BEGIN

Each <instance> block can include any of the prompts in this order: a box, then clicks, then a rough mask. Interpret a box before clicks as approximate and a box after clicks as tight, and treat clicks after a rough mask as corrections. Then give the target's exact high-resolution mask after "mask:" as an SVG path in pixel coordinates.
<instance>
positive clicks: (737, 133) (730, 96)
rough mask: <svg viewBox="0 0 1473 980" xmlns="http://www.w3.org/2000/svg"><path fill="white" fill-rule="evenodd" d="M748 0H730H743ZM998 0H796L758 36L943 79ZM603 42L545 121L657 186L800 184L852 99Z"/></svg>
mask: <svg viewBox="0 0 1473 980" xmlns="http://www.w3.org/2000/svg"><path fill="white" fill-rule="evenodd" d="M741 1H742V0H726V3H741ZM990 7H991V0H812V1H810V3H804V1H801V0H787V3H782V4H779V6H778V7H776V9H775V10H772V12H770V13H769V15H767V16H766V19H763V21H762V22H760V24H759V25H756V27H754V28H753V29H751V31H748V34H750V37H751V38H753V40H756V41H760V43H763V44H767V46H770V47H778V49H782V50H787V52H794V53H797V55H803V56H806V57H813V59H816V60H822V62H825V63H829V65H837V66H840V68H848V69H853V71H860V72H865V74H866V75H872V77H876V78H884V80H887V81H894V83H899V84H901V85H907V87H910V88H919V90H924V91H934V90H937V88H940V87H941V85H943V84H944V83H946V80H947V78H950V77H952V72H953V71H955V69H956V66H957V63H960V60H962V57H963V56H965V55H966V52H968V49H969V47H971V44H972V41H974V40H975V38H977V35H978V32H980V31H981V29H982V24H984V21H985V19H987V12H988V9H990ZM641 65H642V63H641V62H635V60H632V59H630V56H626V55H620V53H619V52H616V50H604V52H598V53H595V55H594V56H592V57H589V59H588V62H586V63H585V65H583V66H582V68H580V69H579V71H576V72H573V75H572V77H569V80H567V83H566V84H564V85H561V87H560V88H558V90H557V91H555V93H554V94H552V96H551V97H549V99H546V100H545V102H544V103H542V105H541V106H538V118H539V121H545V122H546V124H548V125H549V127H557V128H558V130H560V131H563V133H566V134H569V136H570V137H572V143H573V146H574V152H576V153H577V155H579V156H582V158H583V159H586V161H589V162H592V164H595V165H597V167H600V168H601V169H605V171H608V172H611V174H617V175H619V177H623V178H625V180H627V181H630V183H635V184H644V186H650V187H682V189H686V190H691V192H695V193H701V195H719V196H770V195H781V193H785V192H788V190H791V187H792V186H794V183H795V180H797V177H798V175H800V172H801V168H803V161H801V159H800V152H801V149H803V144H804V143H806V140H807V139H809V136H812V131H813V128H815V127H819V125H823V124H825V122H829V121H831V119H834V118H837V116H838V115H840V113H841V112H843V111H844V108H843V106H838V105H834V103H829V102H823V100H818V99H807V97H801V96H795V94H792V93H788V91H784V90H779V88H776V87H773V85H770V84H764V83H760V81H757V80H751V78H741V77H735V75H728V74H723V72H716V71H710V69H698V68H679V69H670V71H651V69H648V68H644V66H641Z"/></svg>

END
BEGIN

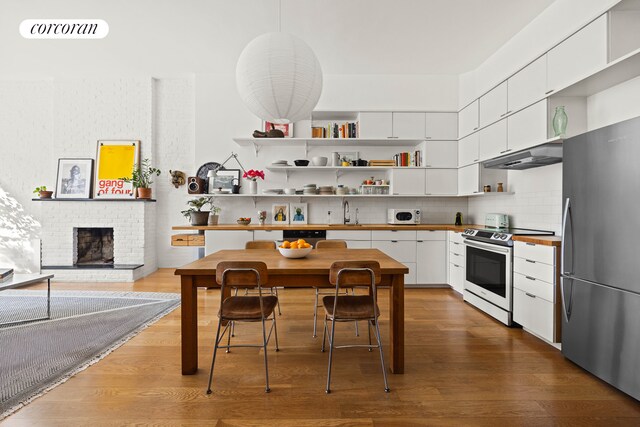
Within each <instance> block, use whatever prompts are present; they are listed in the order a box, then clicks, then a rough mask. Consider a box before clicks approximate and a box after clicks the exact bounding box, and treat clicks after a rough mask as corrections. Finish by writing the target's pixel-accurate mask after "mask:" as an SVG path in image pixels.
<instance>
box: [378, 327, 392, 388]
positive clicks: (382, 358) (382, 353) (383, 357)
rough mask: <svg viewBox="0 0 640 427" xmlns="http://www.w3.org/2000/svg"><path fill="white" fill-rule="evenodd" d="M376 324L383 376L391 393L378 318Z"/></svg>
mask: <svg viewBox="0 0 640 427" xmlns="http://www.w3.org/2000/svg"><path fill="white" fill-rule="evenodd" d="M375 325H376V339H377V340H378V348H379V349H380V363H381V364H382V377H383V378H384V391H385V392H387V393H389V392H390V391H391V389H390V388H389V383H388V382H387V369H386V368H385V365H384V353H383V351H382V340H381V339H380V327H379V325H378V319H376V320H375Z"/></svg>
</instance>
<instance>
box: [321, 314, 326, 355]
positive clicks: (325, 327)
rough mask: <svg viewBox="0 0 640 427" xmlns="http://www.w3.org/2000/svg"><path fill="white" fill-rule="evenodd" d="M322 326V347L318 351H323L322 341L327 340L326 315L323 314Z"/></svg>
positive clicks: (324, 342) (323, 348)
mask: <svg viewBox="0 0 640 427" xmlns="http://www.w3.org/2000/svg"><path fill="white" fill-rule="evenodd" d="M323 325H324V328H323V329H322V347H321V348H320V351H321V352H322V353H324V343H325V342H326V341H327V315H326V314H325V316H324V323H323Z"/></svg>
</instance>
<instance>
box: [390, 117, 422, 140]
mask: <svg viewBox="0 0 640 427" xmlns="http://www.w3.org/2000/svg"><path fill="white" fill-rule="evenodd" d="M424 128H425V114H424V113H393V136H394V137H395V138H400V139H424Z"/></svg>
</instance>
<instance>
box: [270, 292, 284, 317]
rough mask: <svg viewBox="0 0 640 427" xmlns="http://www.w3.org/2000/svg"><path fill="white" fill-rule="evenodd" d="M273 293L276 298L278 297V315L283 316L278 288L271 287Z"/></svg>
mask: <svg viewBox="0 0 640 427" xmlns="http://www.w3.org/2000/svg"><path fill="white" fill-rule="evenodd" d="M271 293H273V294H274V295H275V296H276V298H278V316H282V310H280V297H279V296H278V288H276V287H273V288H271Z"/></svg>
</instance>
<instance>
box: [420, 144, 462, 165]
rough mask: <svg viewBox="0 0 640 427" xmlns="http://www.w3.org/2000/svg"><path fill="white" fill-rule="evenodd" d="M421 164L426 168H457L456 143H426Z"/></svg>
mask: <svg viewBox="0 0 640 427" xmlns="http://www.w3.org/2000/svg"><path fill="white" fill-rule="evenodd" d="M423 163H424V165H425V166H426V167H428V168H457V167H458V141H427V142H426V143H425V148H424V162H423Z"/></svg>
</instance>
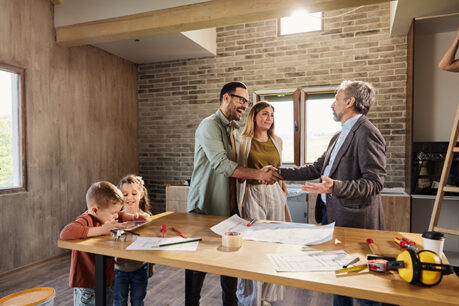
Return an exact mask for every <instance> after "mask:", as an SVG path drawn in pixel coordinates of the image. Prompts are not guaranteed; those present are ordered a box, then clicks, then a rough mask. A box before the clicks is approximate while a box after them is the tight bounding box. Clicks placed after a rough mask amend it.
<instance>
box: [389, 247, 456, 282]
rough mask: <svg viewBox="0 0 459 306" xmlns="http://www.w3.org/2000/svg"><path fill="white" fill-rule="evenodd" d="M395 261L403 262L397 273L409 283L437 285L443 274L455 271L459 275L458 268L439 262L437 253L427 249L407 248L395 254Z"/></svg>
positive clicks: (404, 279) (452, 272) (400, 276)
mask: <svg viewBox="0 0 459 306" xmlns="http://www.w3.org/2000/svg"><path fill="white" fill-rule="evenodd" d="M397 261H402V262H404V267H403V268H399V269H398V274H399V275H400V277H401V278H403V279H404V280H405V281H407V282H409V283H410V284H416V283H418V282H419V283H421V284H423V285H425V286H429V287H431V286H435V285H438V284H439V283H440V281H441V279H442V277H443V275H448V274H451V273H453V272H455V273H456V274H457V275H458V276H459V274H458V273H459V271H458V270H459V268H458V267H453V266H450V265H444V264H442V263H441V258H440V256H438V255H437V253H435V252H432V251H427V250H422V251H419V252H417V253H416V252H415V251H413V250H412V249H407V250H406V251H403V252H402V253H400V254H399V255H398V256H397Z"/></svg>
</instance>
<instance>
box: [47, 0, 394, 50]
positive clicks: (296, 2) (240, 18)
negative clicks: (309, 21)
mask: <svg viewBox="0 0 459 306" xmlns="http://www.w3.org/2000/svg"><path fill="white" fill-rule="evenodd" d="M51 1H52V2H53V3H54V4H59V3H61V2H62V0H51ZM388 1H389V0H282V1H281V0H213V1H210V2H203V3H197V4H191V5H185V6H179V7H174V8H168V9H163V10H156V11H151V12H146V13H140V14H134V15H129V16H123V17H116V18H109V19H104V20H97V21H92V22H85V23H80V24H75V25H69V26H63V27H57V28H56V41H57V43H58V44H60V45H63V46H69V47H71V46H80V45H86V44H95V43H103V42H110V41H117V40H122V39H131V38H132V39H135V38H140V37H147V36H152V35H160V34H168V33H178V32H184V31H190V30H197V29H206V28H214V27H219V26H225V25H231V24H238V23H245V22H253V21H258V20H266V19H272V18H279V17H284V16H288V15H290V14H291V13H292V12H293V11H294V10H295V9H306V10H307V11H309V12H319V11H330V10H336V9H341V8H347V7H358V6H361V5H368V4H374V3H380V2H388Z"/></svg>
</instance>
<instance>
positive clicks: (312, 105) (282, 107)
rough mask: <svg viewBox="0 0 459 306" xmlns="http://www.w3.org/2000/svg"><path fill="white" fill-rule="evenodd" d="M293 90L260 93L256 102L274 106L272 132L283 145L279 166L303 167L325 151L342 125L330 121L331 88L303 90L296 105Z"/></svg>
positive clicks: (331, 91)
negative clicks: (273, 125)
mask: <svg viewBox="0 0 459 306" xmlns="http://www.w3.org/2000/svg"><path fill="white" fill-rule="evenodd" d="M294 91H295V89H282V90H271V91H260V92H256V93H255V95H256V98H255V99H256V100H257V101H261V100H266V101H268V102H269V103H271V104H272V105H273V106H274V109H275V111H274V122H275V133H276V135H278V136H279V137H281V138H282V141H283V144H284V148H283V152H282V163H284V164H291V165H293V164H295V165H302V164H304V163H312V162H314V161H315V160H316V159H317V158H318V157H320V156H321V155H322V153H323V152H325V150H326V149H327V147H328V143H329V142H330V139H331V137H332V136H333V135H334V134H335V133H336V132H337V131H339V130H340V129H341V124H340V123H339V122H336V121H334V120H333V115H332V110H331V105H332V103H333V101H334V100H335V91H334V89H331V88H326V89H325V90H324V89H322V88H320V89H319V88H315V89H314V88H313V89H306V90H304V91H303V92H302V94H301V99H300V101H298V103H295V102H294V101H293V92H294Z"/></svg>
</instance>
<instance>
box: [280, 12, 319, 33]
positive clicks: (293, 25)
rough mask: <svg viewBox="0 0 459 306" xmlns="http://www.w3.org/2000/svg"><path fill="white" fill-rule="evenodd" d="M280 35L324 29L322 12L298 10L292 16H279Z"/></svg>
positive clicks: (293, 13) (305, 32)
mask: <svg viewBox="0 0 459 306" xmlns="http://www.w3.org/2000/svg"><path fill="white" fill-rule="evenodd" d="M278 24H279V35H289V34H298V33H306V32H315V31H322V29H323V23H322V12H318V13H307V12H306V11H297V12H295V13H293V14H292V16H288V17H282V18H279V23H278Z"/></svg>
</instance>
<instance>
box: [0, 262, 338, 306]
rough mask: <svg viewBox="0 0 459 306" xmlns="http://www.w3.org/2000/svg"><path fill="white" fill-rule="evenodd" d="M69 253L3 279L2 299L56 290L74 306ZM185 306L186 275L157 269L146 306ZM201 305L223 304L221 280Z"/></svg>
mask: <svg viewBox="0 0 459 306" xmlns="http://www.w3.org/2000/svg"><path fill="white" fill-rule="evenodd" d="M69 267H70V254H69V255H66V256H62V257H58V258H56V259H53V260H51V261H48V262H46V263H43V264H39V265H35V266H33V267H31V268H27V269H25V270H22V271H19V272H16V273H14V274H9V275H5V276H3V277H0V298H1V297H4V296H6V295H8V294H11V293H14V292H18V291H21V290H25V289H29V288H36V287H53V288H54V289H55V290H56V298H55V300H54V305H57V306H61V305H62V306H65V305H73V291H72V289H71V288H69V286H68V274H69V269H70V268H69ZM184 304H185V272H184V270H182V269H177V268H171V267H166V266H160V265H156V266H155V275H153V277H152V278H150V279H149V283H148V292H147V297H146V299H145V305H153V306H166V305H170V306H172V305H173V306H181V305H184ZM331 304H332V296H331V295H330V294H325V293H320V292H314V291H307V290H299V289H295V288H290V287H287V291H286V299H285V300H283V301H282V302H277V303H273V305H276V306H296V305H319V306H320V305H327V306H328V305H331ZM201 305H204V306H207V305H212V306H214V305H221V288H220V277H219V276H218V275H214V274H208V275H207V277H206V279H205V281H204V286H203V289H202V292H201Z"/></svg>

END
BEGIN

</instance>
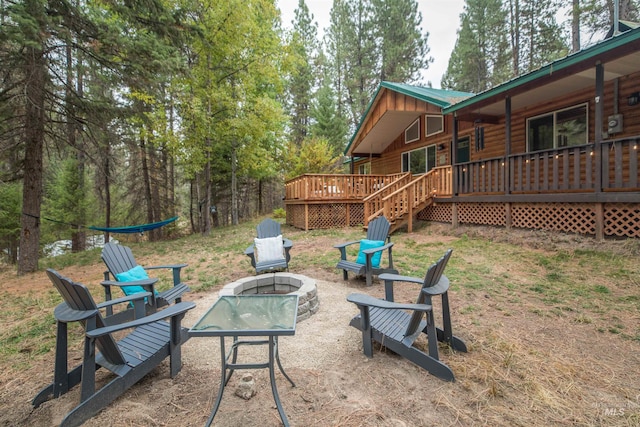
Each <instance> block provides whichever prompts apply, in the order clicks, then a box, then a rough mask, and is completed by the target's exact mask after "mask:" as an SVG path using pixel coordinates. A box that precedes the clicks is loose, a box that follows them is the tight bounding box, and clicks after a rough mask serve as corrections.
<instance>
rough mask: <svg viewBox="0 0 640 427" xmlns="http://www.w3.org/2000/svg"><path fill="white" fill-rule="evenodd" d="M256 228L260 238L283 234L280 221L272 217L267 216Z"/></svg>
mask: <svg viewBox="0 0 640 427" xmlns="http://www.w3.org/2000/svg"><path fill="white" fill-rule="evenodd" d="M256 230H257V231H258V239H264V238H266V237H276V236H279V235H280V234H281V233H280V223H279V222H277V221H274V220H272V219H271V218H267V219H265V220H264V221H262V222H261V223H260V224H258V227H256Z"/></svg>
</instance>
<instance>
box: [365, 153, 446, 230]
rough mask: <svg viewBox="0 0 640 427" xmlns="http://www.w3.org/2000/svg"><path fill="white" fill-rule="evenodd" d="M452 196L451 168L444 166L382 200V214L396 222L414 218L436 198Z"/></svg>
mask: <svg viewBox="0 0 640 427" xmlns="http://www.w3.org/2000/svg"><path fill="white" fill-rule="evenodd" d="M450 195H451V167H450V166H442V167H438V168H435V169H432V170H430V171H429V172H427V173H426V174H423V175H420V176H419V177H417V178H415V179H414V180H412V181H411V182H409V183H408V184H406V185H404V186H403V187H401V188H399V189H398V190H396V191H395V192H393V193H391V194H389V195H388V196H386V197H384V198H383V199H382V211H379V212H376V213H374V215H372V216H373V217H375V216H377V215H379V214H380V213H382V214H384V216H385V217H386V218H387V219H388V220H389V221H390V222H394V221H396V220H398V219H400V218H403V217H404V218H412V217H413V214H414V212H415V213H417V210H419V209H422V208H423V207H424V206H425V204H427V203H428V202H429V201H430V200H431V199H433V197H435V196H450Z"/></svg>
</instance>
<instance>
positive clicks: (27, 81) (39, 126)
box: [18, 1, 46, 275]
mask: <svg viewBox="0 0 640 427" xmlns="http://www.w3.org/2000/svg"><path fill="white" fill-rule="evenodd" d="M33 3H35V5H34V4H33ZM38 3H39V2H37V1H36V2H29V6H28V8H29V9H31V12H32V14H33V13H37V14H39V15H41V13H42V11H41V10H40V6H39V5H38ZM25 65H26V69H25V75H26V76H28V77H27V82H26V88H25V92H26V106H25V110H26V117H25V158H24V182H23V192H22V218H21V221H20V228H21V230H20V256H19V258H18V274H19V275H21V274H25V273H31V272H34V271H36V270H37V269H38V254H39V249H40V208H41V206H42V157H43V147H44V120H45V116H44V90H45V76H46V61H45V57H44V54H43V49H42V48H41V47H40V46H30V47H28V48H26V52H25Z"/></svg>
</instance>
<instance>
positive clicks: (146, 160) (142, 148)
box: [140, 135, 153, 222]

END

▶ _Instructions to follow_
Could you give the lines from the one containing "Each <instance> block can" to the one containing "0H730H743ZM998 0H796L758 36L943" again, swapping "positive clicks" for "foreground clicks" and keeping everything else the same?

▶ _Output_
Each <instance> block can include any of the prompts in this order: a box, then clicks, then a rough mask. Interpret a box before clicks as approximate and a box after clicks as tight, and treat clicks after a rough mask as corrections. Then give the target's exact high-resolution mask after "mask:" as an SVG path in pixel coordinates.
<instance>
foreground clicks: (737, 133) (730, 96)
rough mask: <svg viewBox="0 0 1473 980" xmlns="http://www.w3.org/2000/svg"><path fill="white" fill-rule="evenodd" d="M748 0H730H743ZM998 0H796L758 36L943 79ZM603 42L545 121L657 186L800 184L852 99Z"/></svg>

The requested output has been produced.